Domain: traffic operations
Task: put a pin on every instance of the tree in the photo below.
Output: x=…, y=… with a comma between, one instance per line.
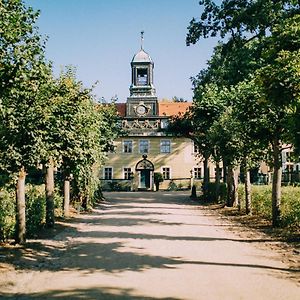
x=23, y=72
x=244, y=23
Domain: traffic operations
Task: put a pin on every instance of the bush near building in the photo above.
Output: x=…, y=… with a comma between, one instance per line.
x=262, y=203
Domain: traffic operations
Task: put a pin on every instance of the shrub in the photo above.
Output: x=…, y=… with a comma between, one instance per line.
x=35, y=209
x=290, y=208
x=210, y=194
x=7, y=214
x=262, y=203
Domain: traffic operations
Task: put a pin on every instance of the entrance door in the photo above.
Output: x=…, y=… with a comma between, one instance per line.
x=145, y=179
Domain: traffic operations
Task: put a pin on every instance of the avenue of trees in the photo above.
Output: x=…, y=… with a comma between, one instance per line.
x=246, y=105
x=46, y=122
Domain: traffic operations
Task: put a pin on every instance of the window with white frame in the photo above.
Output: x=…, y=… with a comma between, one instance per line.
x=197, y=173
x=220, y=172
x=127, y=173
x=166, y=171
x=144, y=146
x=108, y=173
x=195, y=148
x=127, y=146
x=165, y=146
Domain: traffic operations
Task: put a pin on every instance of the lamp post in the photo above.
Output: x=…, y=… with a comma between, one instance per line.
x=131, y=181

# # # # #

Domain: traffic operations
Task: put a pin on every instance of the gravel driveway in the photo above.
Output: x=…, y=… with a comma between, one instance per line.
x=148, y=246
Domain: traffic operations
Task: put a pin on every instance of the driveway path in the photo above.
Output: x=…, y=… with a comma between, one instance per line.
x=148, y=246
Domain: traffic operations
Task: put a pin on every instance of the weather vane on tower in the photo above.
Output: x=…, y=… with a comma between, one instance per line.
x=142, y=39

# # # # #

**Exercise**
Examine the records above and state the number of lines that include "photo", with no further text.

**Written reply**
10